======== Given records ========

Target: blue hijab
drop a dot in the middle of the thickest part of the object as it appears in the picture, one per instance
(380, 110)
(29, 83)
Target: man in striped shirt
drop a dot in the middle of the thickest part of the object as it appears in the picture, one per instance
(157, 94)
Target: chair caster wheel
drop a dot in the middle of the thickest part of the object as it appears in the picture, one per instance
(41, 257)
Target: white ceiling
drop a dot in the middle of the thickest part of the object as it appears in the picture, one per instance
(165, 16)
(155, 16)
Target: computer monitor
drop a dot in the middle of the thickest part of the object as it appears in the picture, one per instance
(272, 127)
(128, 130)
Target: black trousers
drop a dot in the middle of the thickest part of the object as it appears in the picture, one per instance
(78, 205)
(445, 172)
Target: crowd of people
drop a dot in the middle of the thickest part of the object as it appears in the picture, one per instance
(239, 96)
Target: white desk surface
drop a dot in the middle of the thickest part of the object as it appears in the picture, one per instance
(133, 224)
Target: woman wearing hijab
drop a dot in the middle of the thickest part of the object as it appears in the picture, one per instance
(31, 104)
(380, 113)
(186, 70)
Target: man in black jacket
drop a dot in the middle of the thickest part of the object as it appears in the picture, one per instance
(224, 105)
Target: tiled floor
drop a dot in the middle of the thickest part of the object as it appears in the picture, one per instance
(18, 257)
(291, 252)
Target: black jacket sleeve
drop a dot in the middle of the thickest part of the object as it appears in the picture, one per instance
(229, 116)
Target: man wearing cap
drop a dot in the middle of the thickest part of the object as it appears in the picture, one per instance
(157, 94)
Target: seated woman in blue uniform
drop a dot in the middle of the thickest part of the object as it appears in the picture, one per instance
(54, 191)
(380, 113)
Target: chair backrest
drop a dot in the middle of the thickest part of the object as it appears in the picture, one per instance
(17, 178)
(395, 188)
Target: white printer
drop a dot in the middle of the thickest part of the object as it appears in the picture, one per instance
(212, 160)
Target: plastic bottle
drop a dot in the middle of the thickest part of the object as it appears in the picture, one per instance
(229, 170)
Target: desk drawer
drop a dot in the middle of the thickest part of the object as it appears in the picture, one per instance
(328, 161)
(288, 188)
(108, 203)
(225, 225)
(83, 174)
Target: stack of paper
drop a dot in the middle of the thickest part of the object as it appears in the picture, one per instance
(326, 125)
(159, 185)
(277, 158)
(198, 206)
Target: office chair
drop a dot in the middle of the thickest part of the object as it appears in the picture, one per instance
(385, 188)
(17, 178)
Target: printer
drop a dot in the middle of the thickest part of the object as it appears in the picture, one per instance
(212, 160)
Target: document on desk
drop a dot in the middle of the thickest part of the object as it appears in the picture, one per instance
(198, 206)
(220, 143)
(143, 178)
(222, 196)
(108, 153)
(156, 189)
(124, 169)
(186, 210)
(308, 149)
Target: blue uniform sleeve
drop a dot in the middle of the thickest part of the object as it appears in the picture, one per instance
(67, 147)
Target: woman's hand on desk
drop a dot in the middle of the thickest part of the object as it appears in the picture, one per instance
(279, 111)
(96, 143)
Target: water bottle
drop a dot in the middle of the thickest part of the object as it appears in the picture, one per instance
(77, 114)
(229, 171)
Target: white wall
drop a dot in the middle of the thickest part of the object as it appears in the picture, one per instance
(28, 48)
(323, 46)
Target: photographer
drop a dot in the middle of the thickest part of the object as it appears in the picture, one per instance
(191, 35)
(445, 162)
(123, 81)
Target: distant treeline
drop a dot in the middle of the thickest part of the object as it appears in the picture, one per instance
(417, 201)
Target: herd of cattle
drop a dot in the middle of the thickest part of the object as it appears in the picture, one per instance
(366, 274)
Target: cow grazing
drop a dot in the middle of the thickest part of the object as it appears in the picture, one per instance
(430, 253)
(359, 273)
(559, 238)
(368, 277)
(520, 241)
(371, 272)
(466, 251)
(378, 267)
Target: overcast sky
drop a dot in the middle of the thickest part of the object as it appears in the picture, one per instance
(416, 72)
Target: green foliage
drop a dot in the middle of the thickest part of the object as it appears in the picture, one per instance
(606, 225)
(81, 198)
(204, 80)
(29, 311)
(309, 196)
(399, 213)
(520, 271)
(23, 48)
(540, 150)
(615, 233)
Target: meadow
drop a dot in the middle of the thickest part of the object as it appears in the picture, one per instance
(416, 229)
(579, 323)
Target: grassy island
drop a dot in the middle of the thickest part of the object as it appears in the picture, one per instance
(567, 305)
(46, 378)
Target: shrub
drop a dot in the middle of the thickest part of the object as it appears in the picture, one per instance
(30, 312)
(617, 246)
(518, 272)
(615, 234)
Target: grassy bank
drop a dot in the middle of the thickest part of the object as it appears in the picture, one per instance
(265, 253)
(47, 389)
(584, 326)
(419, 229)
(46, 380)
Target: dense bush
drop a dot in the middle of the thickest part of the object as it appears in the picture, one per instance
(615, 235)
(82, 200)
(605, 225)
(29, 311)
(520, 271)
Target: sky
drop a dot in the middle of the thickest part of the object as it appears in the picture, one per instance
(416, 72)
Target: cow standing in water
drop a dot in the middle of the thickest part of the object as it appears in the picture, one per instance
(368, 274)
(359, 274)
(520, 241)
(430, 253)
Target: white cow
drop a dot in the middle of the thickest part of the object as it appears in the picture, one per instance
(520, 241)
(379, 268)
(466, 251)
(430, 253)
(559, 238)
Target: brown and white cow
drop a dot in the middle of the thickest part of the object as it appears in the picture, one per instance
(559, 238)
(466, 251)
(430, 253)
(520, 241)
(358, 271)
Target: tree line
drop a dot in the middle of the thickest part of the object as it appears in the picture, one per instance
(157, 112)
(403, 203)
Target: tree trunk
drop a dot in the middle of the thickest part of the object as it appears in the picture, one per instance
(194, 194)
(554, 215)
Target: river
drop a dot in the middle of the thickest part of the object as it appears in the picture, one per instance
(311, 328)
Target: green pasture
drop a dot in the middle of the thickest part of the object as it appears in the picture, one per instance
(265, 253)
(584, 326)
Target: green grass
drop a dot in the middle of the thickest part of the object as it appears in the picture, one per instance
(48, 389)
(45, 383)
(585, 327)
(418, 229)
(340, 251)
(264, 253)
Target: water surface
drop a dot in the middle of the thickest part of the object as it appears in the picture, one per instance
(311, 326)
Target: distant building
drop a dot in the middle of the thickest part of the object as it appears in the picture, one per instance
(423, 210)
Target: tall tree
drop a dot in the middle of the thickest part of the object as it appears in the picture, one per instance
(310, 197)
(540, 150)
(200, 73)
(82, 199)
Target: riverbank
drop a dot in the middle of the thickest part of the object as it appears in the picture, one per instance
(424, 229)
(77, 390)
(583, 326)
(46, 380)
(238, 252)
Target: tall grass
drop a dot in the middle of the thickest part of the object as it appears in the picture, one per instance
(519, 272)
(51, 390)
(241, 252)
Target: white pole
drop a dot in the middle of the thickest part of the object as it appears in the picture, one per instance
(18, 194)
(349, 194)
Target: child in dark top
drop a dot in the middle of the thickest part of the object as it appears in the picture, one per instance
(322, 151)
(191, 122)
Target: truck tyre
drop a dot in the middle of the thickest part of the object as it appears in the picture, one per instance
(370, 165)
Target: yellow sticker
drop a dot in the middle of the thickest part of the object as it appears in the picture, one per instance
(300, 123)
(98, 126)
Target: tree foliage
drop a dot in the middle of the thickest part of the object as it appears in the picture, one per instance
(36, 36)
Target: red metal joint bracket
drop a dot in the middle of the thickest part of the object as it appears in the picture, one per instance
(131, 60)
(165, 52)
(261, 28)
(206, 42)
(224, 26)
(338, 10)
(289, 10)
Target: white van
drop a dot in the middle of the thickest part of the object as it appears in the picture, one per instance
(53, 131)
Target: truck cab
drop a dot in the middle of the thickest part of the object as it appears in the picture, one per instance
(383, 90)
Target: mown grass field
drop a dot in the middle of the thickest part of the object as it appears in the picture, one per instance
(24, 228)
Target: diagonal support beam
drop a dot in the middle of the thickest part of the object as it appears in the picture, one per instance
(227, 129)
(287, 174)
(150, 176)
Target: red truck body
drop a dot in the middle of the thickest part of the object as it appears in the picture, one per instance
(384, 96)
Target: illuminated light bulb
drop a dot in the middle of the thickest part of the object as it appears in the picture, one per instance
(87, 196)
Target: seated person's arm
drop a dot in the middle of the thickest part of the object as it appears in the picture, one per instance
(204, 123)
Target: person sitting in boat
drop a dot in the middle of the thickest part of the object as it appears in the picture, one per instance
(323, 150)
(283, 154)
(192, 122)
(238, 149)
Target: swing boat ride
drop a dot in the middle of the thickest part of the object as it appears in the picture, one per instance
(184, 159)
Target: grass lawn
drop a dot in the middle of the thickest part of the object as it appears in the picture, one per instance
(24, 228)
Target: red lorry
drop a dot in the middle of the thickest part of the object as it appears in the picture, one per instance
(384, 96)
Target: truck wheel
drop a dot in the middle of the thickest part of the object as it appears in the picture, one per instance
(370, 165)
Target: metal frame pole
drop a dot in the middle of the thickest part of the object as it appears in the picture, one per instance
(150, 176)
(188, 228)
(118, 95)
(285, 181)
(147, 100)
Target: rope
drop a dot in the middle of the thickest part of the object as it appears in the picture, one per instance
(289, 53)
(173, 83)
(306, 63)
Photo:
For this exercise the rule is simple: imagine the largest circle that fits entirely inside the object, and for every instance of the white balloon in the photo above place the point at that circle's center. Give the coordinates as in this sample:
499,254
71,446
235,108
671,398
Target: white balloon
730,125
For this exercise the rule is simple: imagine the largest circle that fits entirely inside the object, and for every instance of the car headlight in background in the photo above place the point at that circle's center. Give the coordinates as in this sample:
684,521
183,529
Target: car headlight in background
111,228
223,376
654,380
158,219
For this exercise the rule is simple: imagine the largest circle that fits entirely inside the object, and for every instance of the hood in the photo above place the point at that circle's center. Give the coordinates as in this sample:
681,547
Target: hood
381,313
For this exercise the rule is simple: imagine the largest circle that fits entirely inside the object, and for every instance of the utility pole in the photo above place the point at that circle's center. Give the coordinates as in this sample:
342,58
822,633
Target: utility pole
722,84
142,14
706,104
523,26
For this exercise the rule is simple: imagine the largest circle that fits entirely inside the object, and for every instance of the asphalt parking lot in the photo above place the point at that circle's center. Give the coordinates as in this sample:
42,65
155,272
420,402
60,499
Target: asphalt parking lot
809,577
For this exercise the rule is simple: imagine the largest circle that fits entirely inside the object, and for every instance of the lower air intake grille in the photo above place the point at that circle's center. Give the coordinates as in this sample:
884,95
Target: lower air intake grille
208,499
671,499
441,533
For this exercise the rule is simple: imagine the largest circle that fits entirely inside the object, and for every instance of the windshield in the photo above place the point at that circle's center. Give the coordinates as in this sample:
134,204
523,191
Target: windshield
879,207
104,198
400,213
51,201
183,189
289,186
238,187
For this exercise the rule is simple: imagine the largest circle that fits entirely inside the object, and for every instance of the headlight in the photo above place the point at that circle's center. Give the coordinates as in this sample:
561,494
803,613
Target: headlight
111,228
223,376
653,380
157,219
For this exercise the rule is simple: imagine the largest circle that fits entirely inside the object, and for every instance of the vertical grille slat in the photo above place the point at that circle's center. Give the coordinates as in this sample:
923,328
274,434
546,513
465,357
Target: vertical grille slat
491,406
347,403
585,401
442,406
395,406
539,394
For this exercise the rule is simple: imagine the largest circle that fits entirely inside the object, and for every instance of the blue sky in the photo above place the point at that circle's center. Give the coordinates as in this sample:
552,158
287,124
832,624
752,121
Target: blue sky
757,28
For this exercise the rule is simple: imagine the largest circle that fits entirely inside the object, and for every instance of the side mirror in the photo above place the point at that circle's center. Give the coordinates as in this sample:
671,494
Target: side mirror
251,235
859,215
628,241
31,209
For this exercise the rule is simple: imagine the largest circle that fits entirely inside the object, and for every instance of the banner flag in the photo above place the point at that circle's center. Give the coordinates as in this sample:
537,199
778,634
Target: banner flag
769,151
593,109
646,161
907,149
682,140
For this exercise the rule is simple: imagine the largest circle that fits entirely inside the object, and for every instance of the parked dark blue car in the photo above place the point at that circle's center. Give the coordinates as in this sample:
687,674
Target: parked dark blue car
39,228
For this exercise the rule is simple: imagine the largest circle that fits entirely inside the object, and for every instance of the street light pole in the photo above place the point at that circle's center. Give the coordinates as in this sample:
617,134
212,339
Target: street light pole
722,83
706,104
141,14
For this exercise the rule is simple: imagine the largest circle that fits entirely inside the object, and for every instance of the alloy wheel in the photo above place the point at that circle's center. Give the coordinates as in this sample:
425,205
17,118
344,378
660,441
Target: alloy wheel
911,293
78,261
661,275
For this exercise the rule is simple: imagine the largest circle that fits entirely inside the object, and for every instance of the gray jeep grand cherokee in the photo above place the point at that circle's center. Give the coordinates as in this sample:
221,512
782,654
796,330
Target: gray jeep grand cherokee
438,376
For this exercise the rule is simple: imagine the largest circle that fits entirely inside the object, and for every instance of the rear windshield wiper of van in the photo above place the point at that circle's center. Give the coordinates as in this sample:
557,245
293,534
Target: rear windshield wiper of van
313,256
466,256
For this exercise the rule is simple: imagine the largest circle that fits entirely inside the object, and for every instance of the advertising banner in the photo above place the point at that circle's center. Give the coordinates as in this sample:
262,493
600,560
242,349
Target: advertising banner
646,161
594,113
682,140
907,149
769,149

========

• [Required work]
Match on "water" and copy out every line of the entries that contains it.

• [Output for this exercise]
Target: water bottle
Target: cow standing in water
Target: water surface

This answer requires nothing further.